*REQUIRED WORK*
Would you restate, exactly as they appear, the lines from the one containing "You are given a photograph. For the bus tire" through the end of the data below?

Referring expression pointing data
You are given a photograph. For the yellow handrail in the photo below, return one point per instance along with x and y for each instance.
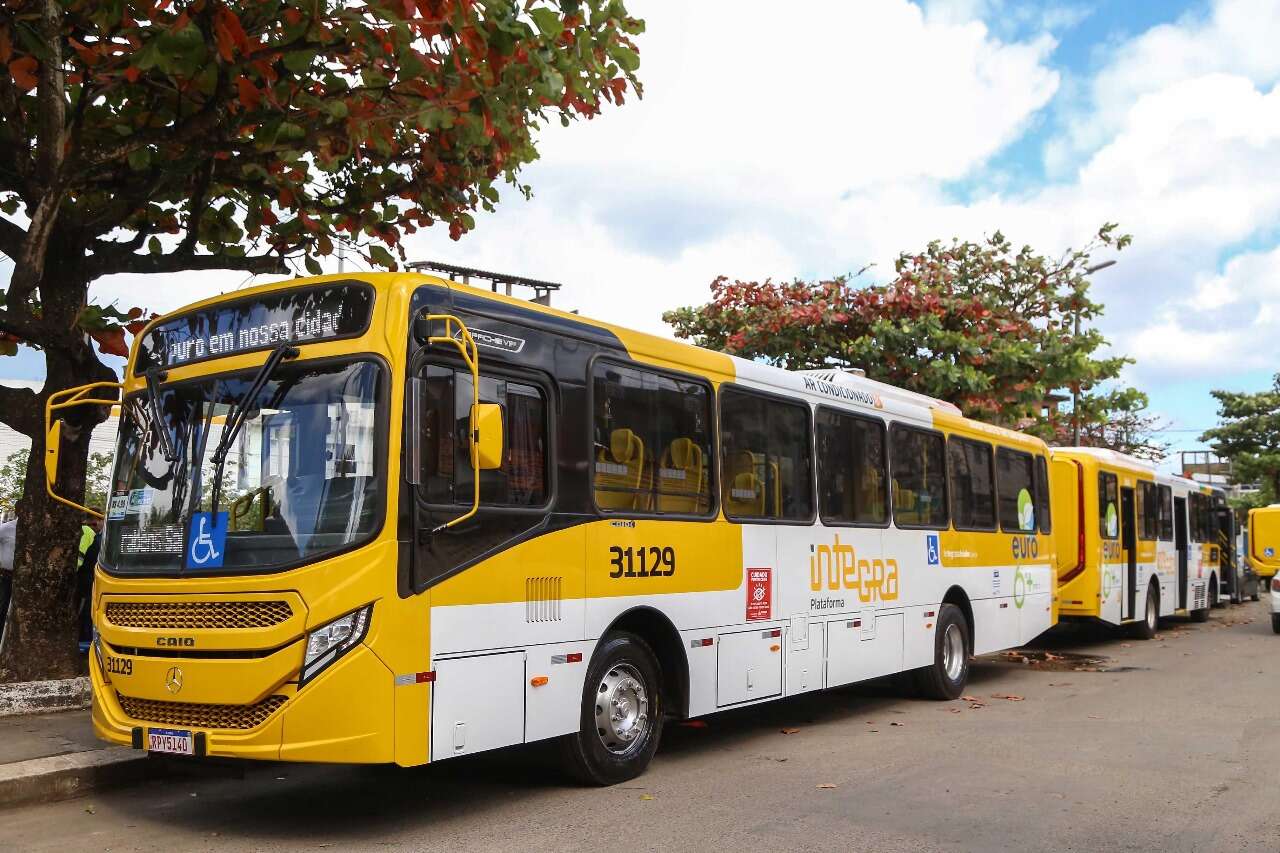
(466, 346)
(58, 401)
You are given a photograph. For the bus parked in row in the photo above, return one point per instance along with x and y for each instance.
(1134, 544)
(458, 520)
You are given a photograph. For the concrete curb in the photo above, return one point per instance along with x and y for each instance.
(40, 697)
(71, 775)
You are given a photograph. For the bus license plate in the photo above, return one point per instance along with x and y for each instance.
(172, 740)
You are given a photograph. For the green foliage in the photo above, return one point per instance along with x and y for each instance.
(13, 475)
(984, 325)
(1248, 434)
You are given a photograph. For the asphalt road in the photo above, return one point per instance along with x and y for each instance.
(1173, 744)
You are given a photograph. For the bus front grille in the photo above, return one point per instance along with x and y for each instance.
(192, 615)
(201, 716)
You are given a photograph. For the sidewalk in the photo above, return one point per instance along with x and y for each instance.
(55, 756)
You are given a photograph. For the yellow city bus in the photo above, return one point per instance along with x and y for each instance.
(393, 518)
(1133, 544)
(1265, 541)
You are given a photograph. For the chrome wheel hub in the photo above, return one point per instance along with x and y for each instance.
(952, 652)
(621, 710)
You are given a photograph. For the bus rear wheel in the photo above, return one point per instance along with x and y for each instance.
(946, 676)
(622, 708)
(1150, 624)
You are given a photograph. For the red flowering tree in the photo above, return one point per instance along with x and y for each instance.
(984, 325)
(159, 136)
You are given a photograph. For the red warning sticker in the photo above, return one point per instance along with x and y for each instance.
(759, 593)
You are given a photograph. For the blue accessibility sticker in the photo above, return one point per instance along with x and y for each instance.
(206, 541)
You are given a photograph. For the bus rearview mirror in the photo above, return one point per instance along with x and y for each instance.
(487, 439)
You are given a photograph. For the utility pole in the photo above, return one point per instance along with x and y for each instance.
(1075, 391)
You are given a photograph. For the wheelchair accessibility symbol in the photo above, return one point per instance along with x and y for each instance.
(206, 539)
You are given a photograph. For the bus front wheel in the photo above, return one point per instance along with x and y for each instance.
(946, 676)
(622, 708)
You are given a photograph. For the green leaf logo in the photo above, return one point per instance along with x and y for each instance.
(1025, 511)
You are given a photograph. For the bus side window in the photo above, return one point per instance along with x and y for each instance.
(767, 466)
(652, 442)
(1109, 506)
(446, 420)
(1042, 502)
(972, 484)
(918, 470)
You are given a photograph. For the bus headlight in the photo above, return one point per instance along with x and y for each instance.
(329, 642)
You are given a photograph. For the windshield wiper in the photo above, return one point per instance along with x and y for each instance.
(156, 420)
(238, 414)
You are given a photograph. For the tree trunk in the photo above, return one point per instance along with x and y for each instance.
(40, 638)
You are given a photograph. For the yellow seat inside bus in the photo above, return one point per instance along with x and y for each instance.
(748, 483)
(621, 473)
(682, 478)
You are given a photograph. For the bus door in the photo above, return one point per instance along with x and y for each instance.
(1182, 544)
(1224, 524)
(1129, 542)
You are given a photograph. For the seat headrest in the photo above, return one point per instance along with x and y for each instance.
(624, 446)
(685, 454)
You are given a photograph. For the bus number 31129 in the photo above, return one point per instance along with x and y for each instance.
(644, 561)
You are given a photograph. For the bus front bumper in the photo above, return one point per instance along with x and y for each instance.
(344, 715)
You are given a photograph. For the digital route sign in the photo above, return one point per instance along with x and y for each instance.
(301, 315)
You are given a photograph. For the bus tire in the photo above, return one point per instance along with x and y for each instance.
(621, 716)
(945, 679)
(1150, 623)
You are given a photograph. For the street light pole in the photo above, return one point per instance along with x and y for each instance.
(1075, 391)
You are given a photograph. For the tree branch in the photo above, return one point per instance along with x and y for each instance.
(183, 261)
(19, 410)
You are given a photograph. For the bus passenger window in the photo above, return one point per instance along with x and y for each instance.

*TASK OUTPUT*
You are given a photograph. For the bus tire in the photo above, return one point per instance along with x and y for each instance.
(621, 716)
(945, 679)
(1150, 623)
You are given a photograph. For the street light pole in the photo above, return one point per instance along with x and y for each instance.
(1075, 391)
You are given a photograph. For the tree branch in the photo above, return one point per instance along with x and y for each instance.
(183, 261)
(19, 410)
You are given a photograph. For the bus passenger window in the photo above, return one point per instance along with x and y for each instance.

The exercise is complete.